--- Document passage ---

Thread: Re: BUG #18545: \dt breaks transaction, calling error when executed in SET SESSION AUTHORIZATION
Re: BUG #18545: \dt breaks transaction, calling error when executed in SET SESSION AUTHORIZATION
From
Justin Pryzby
Date:
This commit seems to trigger elog(), not reproducible in the parent commit. 6e086fa2e77 Allow parallel workers to cope with a newly-created session user ID. postgres=# SET min_parallel_table_scan_size=0; CLUSTER pg_attribute USING pg_attribute_relid_attnum_index; ERROR: pg_attribute catalog is missing 26 attribute(s) for relation OID 70321 postgres=# \errverbose ERROR: XX000: pg_attribute catalog is missing 26 attribute(s) for relation OID 70321 LOCATION: RelationBuildTupleDesc, relcache.c:658 This is not completely deterministic: postgres=# CLUSTER pg_attribute USING pg_attribute_relid_attnum_index; CLUSTER postgres=# CLUSTER pg_attribute USING pg_attribute_relid_attnum_index; CLUSTER postgres=# CLUSTER pg_attribute USING pg_attribute_relid_attnum_index; CLUSTER postgres=# CLUSTER pg_attribute USING pg_attribute_relid_attnum_index; CLUSTER postgres=# CLUSTER pg_attribute USING pg_attribute_relid_attnum_index; ERROR: pg_attribute catalog is missing 26 attribute(s) for relation OID 70391 But I think this will be reproducible in any database with a nontrivial number of attributes.

--- Source data ---
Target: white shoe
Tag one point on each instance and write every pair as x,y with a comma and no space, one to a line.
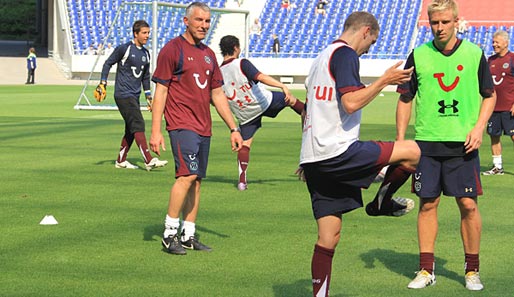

--- Task prompt ---
Answer these questions about the bug report thread:
1. Which commit does the thread say triggers the error?
2. To what value is min_parallel_table_scan_size set before the first CLUSTER command?
3. Which function and source file does the verbose error output give as the location?
The material has nothing to do with the text.

--- Reply ---
1. Commit 6e086fa2e77, "Allow parallel workers to cope with a newly-created session user ID."
2. It is set to 0.
3. RelationBuildTupleDesc, in relcache.c at line 658.